GIVEN EXERCISE :: Render the lines from the start of the entries through the line containing "[320,250,489,275]" as a numbered list, skipping blank lines and leaving out the pictures.

(Entries on locating named things)
⟨
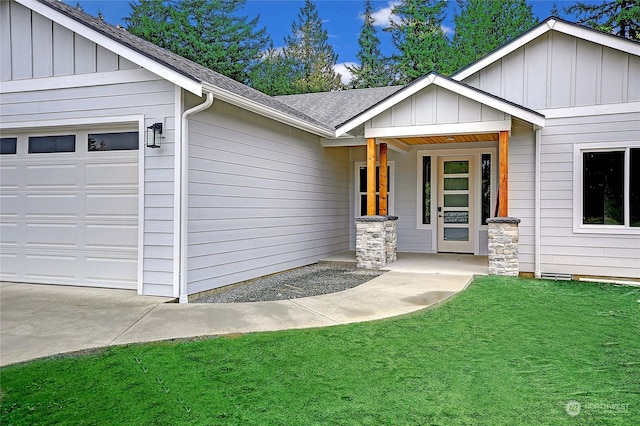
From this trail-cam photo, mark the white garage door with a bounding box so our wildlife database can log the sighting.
[0,129,139,289]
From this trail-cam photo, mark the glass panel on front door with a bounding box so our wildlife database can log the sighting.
[438,157,474,253]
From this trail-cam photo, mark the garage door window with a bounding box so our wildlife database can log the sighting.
[87,132,139,152]
[29,135,76,154]
[0,138,18,155]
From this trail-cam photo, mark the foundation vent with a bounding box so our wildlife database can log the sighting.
[540,272,571,281]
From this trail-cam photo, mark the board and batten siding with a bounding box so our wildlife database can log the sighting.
[0,1,139,81]
[540,111,640,278]
[187,100,352,294]
[365,86,508,128]
[0,1,175,296]
[463,31,640,110]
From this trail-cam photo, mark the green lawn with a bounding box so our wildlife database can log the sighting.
[0,277,640,425]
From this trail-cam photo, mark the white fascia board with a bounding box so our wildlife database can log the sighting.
[16,0,202,96]
[550,21,640,56]
[202,82,335,138]
[336,74,436,137]
[434,76,545,127]
[364,120,511,139]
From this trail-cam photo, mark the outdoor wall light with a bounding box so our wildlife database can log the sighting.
[147,123,162,148]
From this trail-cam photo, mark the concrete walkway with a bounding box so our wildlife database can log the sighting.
[0,271,473,366]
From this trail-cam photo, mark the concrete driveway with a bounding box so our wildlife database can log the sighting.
[0,271,473,366]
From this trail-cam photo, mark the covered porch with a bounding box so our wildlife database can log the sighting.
[320,250,489,275]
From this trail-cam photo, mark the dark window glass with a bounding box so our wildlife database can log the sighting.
[422,157,431,225]
[582,151,624,225]
[0,138,18,155]
[629,148,640,227]
[482,154,491,225]
[87,132,138,152]
[29,135,76,154]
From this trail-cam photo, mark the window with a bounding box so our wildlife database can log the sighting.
[87,132,139,152]
[0,138,18,155]
[29,135,76,154]
[356,162,393,216]
[422,156,431,225]
[581,148,640,228]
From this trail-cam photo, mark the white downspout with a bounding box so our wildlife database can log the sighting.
[533,126,542,278]
[176,92,213,303]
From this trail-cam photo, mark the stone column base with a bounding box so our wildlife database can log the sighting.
[356,216,398,269]
[487,217,520,277]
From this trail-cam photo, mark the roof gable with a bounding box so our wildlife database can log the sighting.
[336,73,545,137]
[451,17,640,81]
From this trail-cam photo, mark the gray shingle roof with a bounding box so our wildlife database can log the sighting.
[38,0,333,131]
[276,86,404,129]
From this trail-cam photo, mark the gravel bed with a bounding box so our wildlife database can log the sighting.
[189,264,383,303]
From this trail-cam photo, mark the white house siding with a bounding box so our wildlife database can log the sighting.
[0,1,175,296]
[0,1,138,81]
[366,86,508,128]
[187,100,352,294]
[463,31,640,110]
[508,122,535,272]
[540,112,640,278]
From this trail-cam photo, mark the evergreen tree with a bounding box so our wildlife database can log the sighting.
[564,0,640,40]
[125,0,269,83]
[387,0,451,84]
[249,42,299,96]
[347,0,393,89]
[284,0,343,93]
[451,0,538,70]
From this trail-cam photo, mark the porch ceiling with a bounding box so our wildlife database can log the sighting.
[396,133,499,145]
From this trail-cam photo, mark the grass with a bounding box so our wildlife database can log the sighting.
[0,277,640,425]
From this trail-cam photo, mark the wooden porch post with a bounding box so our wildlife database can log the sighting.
[498,131,509,217]
[367,138,376,216]
[378,143,389,215]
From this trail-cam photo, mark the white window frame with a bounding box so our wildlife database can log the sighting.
[573,141,640,235]
[353,161,396,217]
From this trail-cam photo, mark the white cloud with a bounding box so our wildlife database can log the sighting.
[371,0,400,28]
[333,62,357,84]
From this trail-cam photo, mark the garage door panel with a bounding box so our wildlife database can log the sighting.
[86,192,138,218]
[86,256,138,285]
[26,194,81,219]
[0,129,140,289]
[27,164,78,189]
[0,219,20,246]
[85,224,138,250]
[0,165,21,190]
[26,223,81,248]
[85,163,138,188]
[25,254,81,283]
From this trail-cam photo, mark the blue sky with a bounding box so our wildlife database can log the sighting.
[69,0,591,80]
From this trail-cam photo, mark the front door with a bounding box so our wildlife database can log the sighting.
[438,156,474,253]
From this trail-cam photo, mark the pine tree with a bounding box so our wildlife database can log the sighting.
[125,0,269,83]
[284,0,343,93]
[451,0,538,70]
[387,0,450,84]
[564,0,640,40]
[249,42,299,96]
[347,0,394,89]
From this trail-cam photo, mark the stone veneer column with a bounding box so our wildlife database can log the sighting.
[356,216,387,269]
[384,216,398,263]
[487,217,520,277]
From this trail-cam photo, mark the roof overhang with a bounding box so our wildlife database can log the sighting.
[451,18,640,81]
[16,0,202,96]
[335,73,545,137]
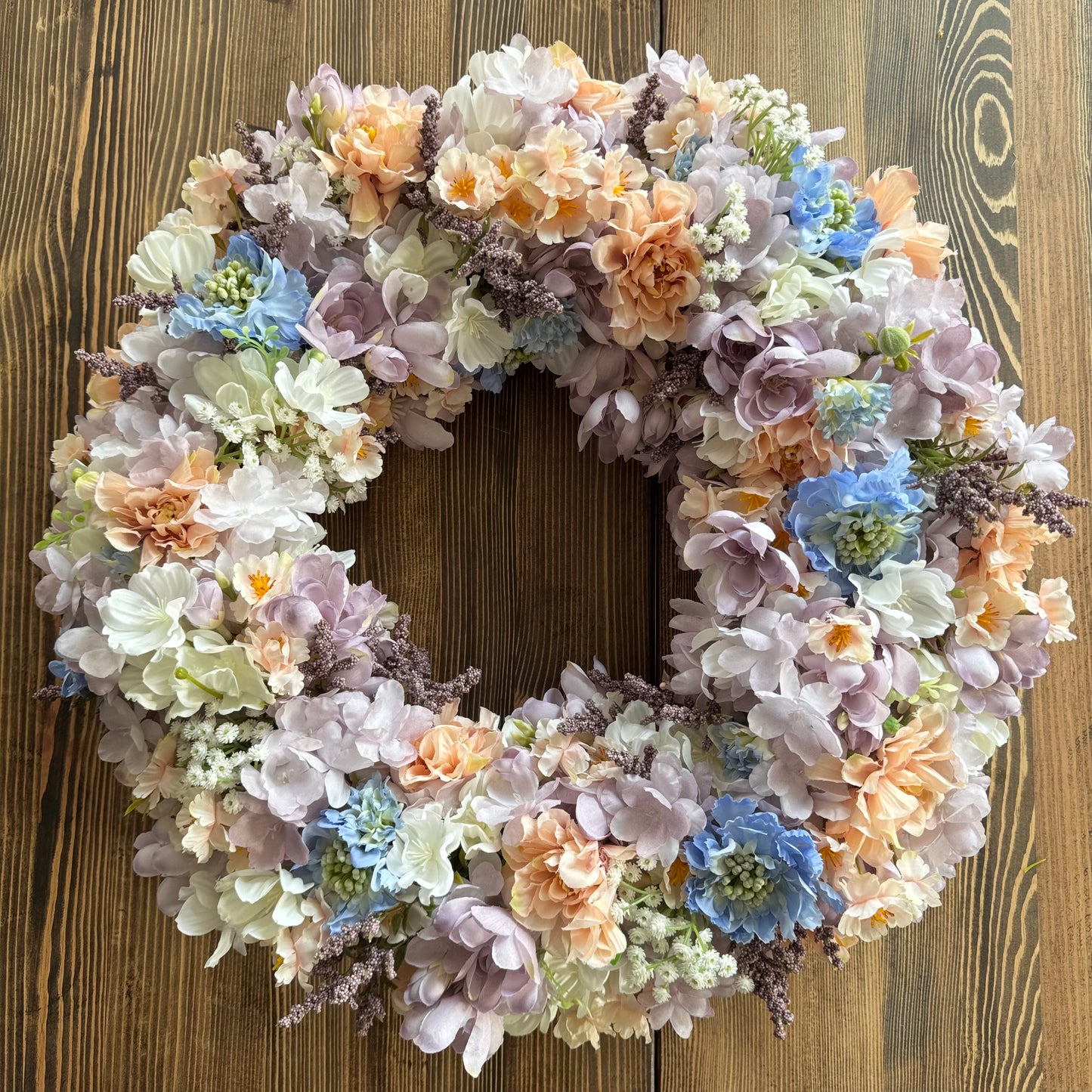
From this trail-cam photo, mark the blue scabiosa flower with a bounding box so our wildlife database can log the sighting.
[302,773,402,933]
[685,796,834,943]
[169,231,311,348]
[790,149,880,268]
[785,447,925,593]
[49,660,89,698]
[512,304,581,355]
[815,376,891,444]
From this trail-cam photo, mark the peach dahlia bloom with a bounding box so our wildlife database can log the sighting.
[398,709,505,793]
[810,705,963,866]
[505,808,636,967]
[95,452,218,568]
[592,178,702,348]
[314,86,425,239]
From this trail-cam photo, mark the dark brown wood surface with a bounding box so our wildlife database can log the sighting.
[0,0,1092,1092]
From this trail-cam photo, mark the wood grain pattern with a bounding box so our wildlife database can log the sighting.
[0,0,1092,1092]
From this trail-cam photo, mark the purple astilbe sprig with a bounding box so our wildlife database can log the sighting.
[587,670,707,725]
[249,201,292,258]
[280,914,395,1035]
[607,744,660,778]
[557,705,607,736]
[456,224,565,326]
[917,453,1089,538]
[626,72,667,159]
[76,348,156,400]
[729,926,842,1038]
[235,118,272,183]
[300,620,354,690]
[641,348,707,412]
[365,614,481,713]
[113,292,178,314]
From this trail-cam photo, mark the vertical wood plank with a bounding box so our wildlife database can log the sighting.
[1013,0,1092,1092]
[0,0,658,1092]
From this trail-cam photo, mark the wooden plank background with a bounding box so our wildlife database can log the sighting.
[0,0,1092,1092]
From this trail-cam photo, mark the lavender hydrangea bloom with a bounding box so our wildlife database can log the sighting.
[685,796,834,943]
[577,753,705,867]
[736,322,861,428]
[169,231,311,348]
[785,447,925,594]
[400,896,546,1077]
[682,510,800,615]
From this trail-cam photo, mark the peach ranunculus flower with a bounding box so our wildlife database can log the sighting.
[592,178,704,348]
[314,85,425,239]
[238,621,311,695]
[808,704,964,867]
[959,505,1058,591]
[398,709,505,795]
[549,42,633,118]
[428,147,503,219]
[503,808,636,967]
[862,167,952,280]
[182,147,258,235]
[587,147,648,219]
[733,410,853,486]
[95,452,218,568]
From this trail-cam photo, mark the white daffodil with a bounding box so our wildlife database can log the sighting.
[387,800,462,902]
[98,561,198,656]
[849,558,955,645]
[125,209,216,292]
[273,349,368,432]
[444,277,512,371]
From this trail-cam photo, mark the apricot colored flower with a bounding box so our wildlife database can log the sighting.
[809,705,963,866]
[959,505,1058,591]
[314,86,425,239]
[505,808,636,967]
[862,167,952,280]
[955,580,1024,652]
[592,178,702,348]
[95,452,218,568]
[428,147,503,219]
[182,147,258,234]
[736,410,852,485]
[398,709,505,792]
[549,42,633,118]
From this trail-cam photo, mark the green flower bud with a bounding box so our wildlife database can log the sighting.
[877,326,911,360]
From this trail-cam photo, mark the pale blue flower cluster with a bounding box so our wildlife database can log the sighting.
[685,796,837,943]
[790,149,880,268]
[302,773,402,933]
[785,447,925,594]
[815,376,891,444]
[169,231,311,348]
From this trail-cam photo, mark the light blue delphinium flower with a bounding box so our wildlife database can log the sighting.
[169,231,311,348]
[785,447,925,593]
[512,305,581,356]
[300,773,402,933]
[790,149,880,268]
[685,796,837,943]
[815,376,891,444]
[49,660,89,698]
[667,137,709,182]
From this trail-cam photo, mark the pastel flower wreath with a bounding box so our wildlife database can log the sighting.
[32,39,1082,1073]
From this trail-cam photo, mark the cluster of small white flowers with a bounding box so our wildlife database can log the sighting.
[174,713,273,790]
[621,889,737,1004]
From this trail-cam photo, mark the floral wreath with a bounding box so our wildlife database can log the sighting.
[32,37,1084,1073]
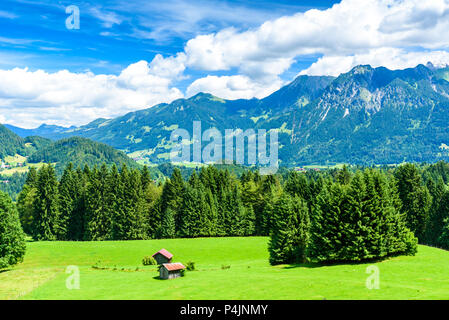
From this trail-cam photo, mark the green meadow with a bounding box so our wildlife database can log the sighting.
[0,237,449,300]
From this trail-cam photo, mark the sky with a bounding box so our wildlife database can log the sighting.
[0,0,449,128]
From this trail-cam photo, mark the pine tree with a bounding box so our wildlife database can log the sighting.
[0,191,26,269]
[395,164,432,241]
[84,166,112,241]
[32,164,59,240]
[57,163,84,240]
[159,208,176,239]
[307,182,347,262]
[17,167,37,234]
[268,193,309,265]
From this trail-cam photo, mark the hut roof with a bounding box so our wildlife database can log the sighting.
[163,262,186,271]
[153,249,173,259]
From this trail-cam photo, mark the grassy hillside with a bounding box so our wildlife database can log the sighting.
[28,137,138,172]
[0,237,449,299]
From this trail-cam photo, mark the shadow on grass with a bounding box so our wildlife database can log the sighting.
[283,255,394,269]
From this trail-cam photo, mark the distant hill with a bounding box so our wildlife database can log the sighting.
[7,64,449,166]
[28,137,139,171]
[4,124,76,138]
[0,124,25,159]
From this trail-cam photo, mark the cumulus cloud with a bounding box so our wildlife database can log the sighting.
[300,48,449,76]
[178,0,449,98]
[6,0,449,125]
[0,56,183,127]
[187,75,283,99]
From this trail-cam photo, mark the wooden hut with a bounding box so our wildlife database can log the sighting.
[159,262,186,280]
[153,249,173,265]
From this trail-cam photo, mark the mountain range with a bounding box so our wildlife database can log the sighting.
[7,64,449,166]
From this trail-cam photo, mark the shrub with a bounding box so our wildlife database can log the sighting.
[0,192,26,269]
[142,257,157,266]
[186,261,195,271]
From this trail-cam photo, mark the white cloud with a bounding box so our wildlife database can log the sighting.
[181,0,449,80]
[0,57,183,127]
[300,48,449,76]
[187,75,283,100]
[89,8,123,28]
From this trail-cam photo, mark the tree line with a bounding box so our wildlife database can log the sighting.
[0,163,449,264]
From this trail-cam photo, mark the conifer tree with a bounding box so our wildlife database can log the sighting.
[84,166,113,241]
[57,163,84,240]
[0,191,26,269]
[32,164,59,240]
[268,192,309,265]
[395,164,432,241]
[17,167,37,234]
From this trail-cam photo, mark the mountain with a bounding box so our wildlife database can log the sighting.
[0,124,25,159]
[0,125,139,173]
[7,64,449,166]
[28,137,138,172]
[4,123,76,138]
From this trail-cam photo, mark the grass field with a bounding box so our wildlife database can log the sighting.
[0,237,449,300]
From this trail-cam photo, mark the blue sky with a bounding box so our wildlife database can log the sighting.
[0,0,338,82]
[0,0,449,127]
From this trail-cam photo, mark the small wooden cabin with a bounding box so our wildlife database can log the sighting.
[153,249,173,265]
[159,262,186,280]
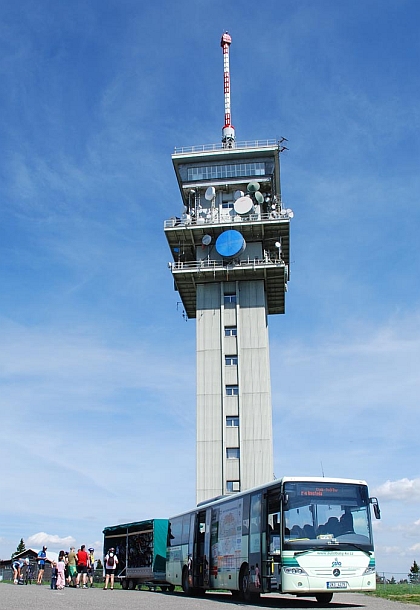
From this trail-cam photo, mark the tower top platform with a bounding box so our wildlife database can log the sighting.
[164,140,293,318]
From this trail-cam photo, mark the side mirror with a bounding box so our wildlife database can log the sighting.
[369,497,381,519]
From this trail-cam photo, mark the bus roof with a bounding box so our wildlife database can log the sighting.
[171,476,367,519]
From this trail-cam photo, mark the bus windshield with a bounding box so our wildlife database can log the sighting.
[283,481,373,552]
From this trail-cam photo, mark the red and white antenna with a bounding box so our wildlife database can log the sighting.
[220,32,235,148]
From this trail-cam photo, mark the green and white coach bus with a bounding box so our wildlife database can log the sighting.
[166,477,380,604]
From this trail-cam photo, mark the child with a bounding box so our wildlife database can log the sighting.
[50,561,57,589]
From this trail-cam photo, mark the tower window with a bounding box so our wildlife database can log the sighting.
[226,385,239,396]
[226,481,241,492]
[225,356,238,366]
[226,415,239,428]
[226,447,239,460]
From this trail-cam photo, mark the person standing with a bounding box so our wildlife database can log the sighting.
[12,559,21,585]
[25,557,32,585]
[50,561,58,589]
[104,547,118,591]
[67,546,77,587]
[57,551,66,590]
[76,544,89,589]
[88,547,95,587]
[36,546,47,585]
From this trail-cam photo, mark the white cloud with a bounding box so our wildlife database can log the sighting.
[25,532,76,550]
[374,478,420,502]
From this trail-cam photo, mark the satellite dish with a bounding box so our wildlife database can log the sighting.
[204,186,216,201]
[246,180,260,193]
[233,195,253,215]
[216,229,246,258]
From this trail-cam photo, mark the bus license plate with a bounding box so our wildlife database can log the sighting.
[327,580,347,589]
⟩
ANSWER BELOW ::
1. From this trail-cam photo, mark the white garage door with a bounding box so our wildlife database can log the sighting.
2. [0,129,139,289]
3. From this trail-cam photo, mark the glass panel on front door with a bounding box so our wildlife database can log the sighting.
4. [438,157,474,253]
5. From this trail-cam photo, mark the garage door window with a bounding box so our wildlife database can log the sighting.
6. [87,132,139,152]
7. [29,135,76,154]
8. [0,138,18,155]
9. From this trail-cam photo, mark the foundation vent with a bounding box so our wildlife database can log the sighting.
10. [540,272,571,281]
11. From this trail-cam photo, mark the board and batten siding with a bounding box so our wildlife database can log the sighting.
12. [0,1,139,81]
13. [540,111,640,278]
14. [187,100,352,294]
15. [365,86,508,128]
16. [0,1,175,296]
17. [463,31,640,110]
18. From this trail-cam photo, mark the green lawn with a bounding box so our wildlife database can log the sighting.
19. [0,277,640,425]
20. From this trail-cam photo, mark the white fascia board with a bounding box so our wildlife database can log the sighting.
21. [16,0,202,96]
22. [550,21,640,56]
23. [202,82,335,138]
24. [336,74,436,137]
25. [434,76,545,127]
26. [364,120,511,139]
27. From this trail-cam photo, mark the outdoor wall light with a bounding box so our wildlife database can log the sighting.
28. [147,123,162,148]
29. From this trail-cam photo, mark the concrete walkway with a bounding box so our wildlife database can log the sighting.
30. [0,271,473,366]
31. From this trail-cam photo, mark the concrete driveway with a bounding box so our wildlife database can log the sighting.
32. [0,271,473,366]
33. From this trail-cam photo, mark the covered porch with a bounding box so our wildlife database can log the sighting.
34. [320,250,489,275]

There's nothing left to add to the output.